• [TRY IT] Nothing other than an exact copy of the records should be returned.

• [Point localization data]
==*==
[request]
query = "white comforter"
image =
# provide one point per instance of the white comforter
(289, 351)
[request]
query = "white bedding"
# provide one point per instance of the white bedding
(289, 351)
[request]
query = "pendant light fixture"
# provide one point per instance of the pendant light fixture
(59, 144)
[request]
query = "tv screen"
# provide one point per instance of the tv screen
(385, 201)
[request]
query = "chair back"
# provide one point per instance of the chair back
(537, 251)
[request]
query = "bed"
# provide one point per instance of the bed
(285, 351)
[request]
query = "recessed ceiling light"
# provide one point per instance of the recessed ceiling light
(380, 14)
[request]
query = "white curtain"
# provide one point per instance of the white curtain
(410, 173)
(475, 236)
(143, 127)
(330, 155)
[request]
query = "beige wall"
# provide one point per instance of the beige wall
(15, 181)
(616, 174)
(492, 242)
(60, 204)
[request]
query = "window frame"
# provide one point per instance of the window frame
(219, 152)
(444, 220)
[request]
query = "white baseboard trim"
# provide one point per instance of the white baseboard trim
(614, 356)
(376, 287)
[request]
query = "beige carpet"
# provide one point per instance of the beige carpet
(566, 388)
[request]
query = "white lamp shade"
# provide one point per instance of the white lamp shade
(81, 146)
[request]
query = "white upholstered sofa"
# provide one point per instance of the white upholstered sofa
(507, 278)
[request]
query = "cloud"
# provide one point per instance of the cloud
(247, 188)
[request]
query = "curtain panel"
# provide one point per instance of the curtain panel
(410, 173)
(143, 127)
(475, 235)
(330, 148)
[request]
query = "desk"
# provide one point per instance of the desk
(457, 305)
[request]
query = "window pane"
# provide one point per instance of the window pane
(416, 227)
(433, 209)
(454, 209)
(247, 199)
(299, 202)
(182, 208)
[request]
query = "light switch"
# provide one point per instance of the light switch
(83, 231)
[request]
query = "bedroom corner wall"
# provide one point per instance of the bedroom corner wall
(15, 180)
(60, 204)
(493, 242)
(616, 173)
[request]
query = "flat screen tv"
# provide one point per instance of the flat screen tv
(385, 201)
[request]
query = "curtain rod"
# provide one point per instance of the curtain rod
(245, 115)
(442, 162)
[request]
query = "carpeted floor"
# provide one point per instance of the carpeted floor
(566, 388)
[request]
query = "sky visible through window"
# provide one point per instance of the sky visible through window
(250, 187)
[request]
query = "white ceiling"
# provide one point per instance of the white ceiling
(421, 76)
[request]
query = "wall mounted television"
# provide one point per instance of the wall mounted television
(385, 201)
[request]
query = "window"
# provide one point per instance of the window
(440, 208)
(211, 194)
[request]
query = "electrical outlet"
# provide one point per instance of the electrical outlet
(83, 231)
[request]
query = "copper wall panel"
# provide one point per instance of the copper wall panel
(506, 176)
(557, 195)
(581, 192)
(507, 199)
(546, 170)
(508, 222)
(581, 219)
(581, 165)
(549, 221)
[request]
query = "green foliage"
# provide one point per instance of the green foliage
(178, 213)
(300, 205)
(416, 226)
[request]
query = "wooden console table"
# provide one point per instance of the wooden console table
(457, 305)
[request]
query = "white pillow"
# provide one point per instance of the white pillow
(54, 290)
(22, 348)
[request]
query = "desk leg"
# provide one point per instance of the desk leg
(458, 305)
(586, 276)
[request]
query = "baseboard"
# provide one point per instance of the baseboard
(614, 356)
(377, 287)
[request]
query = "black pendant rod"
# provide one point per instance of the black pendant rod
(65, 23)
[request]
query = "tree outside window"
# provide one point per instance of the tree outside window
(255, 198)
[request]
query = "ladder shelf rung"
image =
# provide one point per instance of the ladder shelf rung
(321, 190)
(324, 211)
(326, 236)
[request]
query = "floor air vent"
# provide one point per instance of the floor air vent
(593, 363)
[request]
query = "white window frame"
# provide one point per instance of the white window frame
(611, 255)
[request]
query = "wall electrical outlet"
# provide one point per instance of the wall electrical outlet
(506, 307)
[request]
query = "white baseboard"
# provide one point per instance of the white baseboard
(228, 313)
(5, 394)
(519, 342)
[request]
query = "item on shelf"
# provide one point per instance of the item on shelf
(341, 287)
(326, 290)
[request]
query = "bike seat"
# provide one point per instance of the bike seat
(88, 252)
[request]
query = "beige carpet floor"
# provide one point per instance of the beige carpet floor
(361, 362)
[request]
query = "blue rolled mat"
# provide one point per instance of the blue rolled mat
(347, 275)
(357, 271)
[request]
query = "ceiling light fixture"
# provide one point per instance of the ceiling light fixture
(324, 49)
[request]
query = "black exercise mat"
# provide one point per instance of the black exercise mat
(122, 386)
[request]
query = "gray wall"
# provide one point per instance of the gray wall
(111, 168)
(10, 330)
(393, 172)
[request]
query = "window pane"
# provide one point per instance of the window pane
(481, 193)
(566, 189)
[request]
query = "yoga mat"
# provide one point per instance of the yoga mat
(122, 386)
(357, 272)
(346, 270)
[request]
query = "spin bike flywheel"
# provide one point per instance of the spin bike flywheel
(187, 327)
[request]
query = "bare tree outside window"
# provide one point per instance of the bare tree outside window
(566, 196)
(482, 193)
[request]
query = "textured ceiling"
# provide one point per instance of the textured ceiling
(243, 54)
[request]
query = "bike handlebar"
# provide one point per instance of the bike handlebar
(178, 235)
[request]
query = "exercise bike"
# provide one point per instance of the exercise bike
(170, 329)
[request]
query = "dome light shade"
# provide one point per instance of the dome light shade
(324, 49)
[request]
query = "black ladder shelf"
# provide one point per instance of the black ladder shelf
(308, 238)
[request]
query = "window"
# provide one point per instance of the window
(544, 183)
==*==
• [THE COMPLETED TASK]
[request]
query = "white comforter"
image =
# provide one point per instance of the white comforter
(289, 351)
[request]
query = "white bedding"
# provide one point per instance of the white bedding
(289, 351)
[request]
query = "pendant light fixture"
# provide one point per instance of the pendant light fixture
(59, 144)
[request]
query = "tv screen"
# provide one point per instance of the tv screen
(385, 201)
[request]
query = "chair back"
# provide one point per instance of the chair back
(537, 251)
[request]
query = "bed"
# provide one point per instance of the bed
(285, 351)
[request]
query = "recessed ceiling light"
# provide one point per instance of the recessed ceiling light
(380, 14)
[request]
query = "white curtain"
# provide one point per instance of the white curtain
(410, 173)
(475, 236)
(143, 127)
(330, 155)
[request]
query = "beige wall"
# provide one point per instance of the beige wall
(15, 181)
(616, 174)
(492, 242)
(60, 204)
[request]
query = "window frame"
# provide one point per instance of the window frame
(219, 152)
(444, 220)
[request]
query = "white baseboard trim"
# provide one point per instance of the white baseboard trim
(614, 356)
(376, 287)
[request]
query = "beige carpet"
# provide one point per instance of the beige carpet
(566, 388)
[request]
query = "white lamp shade"
# provide one point per instance of the white lamp shade
(81, 146)
[request]
query = "white upholstered sofa"
# provide one point per instance of the white upholstered sofa
(507, 278)
[request]
query = "cloud"
# provide one point per instance of the cloud
(247, 188)
[request]
query = "curtain panel"
# provide one point per instance of the curtain panel
(410, 173)
(143, 127)
(475, 235)
(330, 148)
[request]
query = "desk"
# provide one point per instance of the desk
(457, 305)
[request]
query = "window pane"
# provide one point per instance of the window pane
(416, 227)
(433, 209)
(454, 209)
(247, 199)
(299, 202)
(182, 208)
[request]
query = "light switch"
# provide one point per instance of the light switch
(83, 231)
[request]
query = "bedroom corner wall"
# provide one point per instance of the bedroom corner wall
(15, 180)
(60, 204)
(493, 242)
(616, 173)
[request]
query = "flat screen tv"
# provide one point per instance of the flat screen tv
(385, 201)
[request]
query = "curtain rod"
# provide one point per instance of the curtain rod
(245, 115)
(442, 162)
[request]
query = "carpeted floor"
# provide one point per instance of the carpeted floor
(566, 388)
[request]
query = "sky visible through window"
# provide one point per instance of the sky visible through window
(250, 187)
[request]
query = "white ceiling"
# provide one point per instance of the white ceiling
(421, 76)
[request]
query = "wall mounted television"
# provide one point per instance of the wall mounted television
(385, 201)
[request]
query = "window"
# provide one point per instance of the window
(440, 208)
(211, 194)
[request]
query = "electrical outlet"
# provide one point per instance of the electrical outlet
(83, 231)
[request]
query = "copper wall panel"
# provide one point per instance of the copper wall panel
(506, 176)
(557, 195)
(581, 192)
(507, 199)
(546, 170)
(508, 222)
(581, 219)
(581, 165)
(549, 221)
[request]
query = "green foliage"
# provide one point per instance of the green foliage
(178, 213)
(300, 205)
(416, 226)
[request]
query = "wooden console table"
# provide one point per instance of the wooden console table
(457, 305)
[request]
query = "white pillow"
# provide one point per instance of the white pillow
(54, 290)
(22, 348)
[request]
query = "desk leg"
# provide one point per instance of the desk leg
(458, 305)
(586, 276)
[request]
query = "baseboard"
# provide one point per instance of the baseboard
(614, 356)
(377, 287)
[request]
query = "black pendant rod"
# provide one point per instance of the black pendant rod
(65, 23)
[request]
query = "tree outside window"
# provide one point per instance of the tree outside window
(255, 198)
[request]
query = "ladder shelf rung"
image =
# provide one point per instance of the ladder shelf rung
(321, 190)
(324, 211)
(326, 236)
[request]
query = "floor air vent"
# provide one point per instance of the floor air vent
(593, 363)
[request]
query = "white window frame"
# provide one point per instance of the white window frame
(611, 255)
[request]
query = "wall electrical outlet"
# provide one point per instance of the wall electrical outlet
(506, 307)
[request]
query = "white baseboard"
# provide one point per instance of the white baseboard
(228, 313)
(5, 394)
(519, 342)
[request]
query = "item on shelf"
# provide one point per instance of the item on shelf
(341, 287)
(326, 290)
[request]
query = "bike seat"
# provide one point per instance of the bike seat
(88, 252)
[request]
query = "beige carpet floor"
# provide one point per instance of the beige carpet floor
(361, 362)
[request]
query = "blue rolled mat"
# provide one point per instance of the blue rolled mat
(347, 275)
(357, 271)
[request]
query = "ceiling light fixture"
# provide one point per instance of the ceiling light fixture
(324, 49)
[request]
query = "black exercise mat"
# provide one point per instance of the black exercise mat
(122, 386)
[request]
query = "gray wall"
# provide one point per instance of the gray wall
(111, 168)
(10, 330)
(393, 172)
[request]
query = "window pane"
# provide one point per instance of the window pane
(481, 193)
(566, 189)
[request]
query = "yoga mat"
# provide one point per instance of the yoga mat
(122, 386)
(357, 272)
(346, 270)
[request]
query = "spin bike flywheel"
# provide one point per instance of the spin bike flywheel
(187, 327)
[request]
query = "bare tree outside window"
# provide one point per instance of the bare tree outside window
(566, 196)
(482, 193)
[request]
query = "textured ceiling"
# provide one point per instance of the textured ceiling
(243, 54)
[request]
query = "bike handlebar"
# provide one point per instance of the bike handlebar
(178, 235)
[request]
query = "exercise bike"
# provide one point per instance of the exercise bike
(170, 329)
[request]
query = "dome light shade"
# provide one point per instance of the dome light shade
(324, 49)
[request]
query = "black ladder shelf"
# provide one point per instance of the black ladder shelf
(308, 238)
[request]
query = "window"
# provide one point per instance of the window
(544, 183)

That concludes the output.